EXTRACT PROVIDED:
Content starts
Thursday November 12, 15:00, room B3.01
Joan Porti (Barcelona)
Twisted cohomology of hyperbolic 3-manifolds
Abstract: I will discuss a vanishing theorem of Raghunathan for compact hyperbolic 3-manifolds, and how it generalizes to the finite volume case.
The holonomy representation of an oriented hyperbolic three manifold lifts to SL(2,C), and its composition with the nth-symmetric power of the standard action of SL(2,C) on C2 defines an action on Cn+1. We are interested in the cohomology of the manifold twisted by this representation, for n larger or equal to one. When n=2, C3 is identified with the lie algebra sl(2,C) and this is the infinitesimal rigidity theorem of Weil and Matsushima-Murakami (compact case) and Garland (finite volume case). These cohomology computations may be used to define Reidemeister torsions.
This is joint work with Pere Menal-Ferrer.
Thursday November 19, 15:00, room B3.01
Stephan Wehrli (Paris)
Content ends
TASK DETAILS: Copy word for word the stretch of the seminar announcement from "Twisted cohomology of" through "define Reidemeister torsions.". Rely only on the seminar announcement above for your answers.

Records from a data collection
Content starts
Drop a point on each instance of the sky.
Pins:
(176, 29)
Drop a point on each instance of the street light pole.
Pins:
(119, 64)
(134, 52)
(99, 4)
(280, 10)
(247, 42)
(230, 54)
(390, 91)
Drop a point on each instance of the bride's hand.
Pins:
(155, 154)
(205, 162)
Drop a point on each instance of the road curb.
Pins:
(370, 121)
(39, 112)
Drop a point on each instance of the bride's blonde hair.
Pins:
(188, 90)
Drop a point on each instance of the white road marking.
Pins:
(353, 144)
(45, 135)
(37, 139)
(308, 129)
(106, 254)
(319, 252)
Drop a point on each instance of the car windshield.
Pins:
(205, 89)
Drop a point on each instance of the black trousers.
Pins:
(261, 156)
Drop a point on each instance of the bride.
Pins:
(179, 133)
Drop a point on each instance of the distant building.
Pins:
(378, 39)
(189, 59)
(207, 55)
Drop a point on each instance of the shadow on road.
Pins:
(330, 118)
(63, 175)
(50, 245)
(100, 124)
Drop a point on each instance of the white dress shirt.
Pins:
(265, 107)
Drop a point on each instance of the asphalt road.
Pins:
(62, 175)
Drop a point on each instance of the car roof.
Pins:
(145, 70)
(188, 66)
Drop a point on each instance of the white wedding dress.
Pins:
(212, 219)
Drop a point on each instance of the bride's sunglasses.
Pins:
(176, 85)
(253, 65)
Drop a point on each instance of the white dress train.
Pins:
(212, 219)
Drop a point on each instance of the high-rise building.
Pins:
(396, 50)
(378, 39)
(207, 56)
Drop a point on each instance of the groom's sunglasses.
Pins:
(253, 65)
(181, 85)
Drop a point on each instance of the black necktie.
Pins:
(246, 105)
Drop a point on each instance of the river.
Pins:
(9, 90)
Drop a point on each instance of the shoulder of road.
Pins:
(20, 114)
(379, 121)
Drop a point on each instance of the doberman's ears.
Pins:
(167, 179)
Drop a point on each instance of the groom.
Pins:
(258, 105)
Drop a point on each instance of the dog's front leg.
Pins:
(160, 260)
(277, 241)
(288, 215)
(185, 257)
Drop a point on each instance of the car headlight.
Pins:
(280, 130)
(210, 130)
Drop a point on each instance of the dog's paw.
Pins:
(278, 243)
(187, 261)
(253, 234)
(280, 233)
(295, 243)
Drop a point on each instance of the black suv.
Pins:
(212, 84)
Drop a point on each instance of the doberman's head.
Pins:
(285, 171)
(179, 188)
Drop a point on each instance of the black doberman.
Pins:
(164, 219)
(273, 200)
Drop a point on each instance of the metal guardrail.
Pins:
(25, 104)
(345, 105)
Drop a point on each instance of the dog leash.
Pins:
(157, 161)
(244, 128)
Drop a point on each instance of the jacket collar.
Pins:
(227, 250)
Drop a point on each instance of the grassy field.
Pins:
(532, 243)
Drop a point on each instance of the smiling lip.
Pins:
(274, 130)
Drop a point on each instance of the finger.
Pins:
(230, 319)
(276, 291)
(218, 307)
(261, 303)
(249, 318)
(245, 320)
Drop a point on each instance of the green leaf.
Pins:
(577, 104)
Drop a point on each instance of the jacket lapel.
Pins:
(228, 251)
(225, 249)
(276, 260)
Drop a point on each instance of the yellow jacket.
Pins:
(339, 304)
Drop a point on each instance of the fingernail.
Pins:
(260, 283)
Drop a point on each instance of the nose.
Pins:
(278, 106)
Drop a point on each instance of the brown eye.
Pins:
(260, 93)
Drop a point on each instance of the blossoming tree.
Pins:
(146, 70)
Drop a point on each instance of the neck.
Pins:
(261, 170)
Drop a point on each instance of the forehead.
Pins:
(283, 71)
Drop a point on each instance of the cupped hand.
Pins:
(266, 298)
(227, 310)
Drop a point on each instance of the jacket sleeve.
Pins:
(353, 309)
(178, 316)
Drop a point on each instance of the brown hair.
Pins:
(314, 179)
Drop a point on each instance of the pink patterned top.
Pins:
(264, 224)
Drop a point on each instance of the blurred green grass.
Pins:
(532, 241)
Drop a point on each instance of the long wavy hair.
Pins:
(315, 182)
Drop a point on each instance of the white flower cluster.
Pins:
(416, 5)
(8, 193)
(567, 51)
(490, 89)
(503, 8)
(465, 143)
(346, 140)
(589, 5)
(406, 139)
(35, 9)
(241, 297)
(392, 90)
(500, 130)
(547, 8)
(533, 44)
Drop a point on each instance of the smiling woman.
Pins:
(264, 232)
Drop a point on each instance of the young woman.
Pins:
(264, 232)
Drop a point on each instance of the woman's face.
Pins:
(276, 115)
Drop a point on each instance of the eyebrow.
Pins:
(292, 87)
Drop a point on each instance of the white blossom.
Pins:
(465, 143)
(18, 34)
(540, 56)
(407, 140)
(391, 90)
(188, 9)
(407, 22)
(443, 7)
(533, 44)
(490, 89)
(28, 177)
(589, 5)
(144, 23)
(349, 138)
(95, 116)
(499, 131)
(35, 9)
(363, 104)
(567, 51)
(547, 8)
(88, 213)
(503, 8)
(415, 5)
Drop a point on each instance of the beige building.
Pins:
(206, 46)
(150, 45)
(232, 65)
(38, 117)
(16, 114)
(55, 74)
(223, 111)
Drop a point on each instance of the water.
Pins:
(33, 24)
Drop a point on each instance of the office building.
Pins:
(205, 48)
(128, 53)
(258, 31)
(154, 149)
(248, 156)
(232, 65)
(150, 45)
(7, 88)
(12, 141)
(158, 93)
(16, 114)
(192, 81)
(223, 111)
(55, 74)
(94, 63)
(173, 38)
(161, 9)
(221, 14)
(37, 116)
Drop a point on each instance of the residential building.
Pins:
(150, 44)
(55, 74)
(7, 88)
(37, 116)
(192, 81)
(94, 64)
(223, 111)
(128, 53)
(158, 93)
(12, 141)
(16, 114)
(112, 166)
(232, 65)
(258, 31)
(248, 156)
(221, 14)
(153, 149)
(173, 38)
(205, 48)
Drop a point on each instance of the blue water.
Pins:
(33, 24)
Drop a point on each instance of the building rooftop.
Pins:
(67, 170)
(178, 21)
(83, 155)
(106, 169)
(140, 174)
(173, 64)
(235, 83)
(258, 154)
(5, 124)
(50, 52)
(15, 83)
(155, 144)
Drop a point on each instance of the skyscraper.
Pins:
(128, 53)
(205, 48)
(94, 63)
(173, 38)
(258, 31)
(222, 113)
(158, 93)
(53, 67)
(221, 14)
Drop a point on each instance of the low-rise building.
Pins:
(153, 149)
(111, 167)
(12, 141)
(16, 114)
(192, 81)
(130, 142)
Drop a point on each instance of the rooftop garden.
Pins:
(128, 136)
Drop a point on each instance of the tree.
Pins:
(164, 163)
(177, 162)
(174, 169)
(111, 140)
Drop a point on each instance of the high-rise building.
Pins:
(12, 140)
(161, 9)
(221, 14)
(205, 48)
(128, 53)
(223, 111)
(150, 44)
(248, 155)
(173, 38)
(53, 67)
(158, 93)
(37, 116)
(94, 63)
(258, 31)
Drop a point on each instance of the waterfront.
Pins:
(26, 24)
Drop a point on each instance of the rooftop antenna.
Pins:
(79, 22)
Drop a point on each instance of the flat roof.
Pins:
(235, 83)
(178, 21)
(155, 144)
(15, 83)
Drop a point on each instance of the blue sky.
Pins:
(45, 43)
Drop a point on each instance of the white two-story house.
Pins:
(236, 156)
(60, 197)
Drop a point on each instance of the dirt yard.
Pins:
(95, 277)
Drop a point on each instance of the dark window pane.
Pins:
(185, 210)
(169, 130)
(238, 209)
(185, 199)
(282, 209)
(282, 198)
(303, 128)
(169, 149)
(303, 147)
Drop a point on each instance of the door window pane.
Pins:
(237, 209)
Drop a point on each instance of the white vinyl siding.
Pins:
Content ends
Content starts
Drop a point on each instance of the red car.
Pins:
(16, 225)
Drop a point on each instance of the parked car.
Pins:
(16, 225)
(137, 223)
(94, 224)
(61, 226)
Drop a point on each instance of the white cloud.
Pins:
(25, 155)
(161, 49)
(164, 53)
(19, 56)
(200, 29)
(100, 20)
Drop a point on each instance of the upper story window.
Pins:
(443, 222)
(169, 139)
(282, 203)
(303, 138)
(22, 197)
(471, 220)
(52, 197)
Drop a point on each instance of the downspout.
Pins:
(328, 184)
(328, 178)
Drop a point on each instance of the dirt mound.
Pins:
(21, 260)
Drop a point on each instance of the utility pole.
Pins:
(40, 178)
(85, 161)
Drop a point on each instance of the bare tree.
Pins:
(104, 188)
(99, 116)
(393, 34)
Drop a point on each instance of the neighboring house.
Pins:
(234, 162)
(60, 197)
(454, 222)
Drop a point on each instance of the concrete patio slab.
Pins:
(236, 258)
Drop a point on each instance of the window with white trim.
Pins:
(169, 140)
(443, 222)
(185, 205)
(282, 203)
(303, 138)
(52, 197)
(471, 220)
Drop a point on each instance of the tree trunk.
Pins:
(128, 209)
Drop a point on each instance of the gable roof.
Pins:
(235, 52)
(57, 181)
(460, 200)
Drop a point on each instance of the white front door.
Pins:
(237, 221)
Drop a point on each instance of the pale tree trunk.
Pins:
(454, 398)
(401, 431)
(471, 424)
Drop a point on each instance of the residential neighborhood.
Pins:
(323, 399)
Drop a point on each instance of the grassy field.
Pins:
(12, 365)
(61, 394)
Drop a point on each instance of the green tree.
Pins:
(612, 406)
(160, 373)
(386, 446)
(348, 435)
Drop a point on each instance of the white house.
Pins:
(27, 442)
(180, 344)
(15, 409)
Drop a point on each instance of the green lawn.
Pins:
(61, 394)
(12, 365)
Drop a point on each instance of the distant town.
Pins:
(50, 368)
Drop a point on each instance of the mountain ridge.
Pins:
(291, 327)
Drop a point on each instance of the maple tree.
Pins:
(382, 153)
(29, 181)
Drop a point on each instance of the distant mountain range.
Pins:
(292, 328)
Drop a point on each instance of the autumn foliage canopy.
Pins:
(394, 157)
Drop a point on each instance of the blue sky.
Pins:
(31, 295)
Content ends
Content starts
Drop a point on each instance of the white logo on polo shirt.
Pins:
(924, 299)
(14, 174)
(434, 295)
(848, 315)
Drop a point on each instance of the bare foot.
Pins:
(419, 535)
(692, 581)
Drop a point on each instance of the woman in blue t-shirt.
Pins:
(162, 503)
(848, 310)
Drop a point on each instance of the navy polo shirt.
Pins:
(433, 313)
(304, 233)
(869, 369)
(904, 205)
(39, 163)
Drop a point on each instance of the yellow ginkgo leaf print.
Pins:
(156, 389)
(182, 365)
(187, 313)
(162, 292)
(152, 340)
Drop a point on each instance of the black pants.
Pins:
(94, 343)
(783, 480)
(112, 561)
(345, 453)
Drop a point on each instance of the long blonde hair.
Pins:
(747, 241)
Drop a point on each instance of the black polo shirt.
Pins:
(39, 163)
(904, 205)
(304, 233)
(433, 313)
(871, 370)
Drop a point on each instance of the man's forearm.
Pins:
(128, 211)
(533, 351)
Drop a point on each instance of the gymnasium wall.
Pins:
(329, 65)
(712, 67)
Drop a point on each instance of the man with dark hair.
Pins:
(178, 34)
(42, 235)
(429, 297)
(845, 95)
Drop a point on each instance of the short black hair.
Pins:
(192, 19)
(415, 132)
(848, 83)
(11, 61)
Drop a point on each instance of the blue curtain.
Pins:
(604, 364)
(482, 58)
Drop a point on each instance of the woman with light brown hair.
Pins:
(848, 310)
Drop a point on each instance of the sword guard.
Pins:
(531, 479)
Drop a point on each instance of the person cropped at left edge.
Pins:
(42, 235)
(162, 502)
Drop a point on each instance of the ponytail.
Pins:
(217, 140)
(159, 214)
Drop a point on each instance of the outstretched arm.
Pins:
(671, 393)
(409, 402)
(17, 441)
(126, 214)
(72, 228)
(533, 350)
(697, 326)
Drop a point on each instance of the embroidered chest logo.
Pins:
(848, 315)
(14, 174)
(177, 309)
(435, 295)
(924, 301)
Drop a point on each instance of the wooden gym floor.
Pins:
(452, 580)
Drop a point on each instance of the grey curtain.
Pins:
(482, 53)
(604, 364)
Content ends
FINISHED EXERCISE:
Twisted cohomology of hyperbolic 3-manifolds
Abstract: I will discuss a vanishing theorem of Raghunathan for compact hyperbolic 3-manifolds, and how it generalizes to the finite volume case.
The holonomy representation of an oriented hyperbolic three manifold lifts to SL(2,C), and its composition with the nth-symmetric power of the standard action of SL(2,C) on C2 defines an action on Cn+1. We are interested in the cohomology of the manifold twisted by this representation, for n larger or equal to one. When n=2, C3 is identified with the lie algebra sl(2,C) and this is the infinitesimal rigidity theorem of Weil and Matsushima-Murakami (compact case) and Garland (finite volume case). These cohomology computations may be used to define Reidemeister torsions.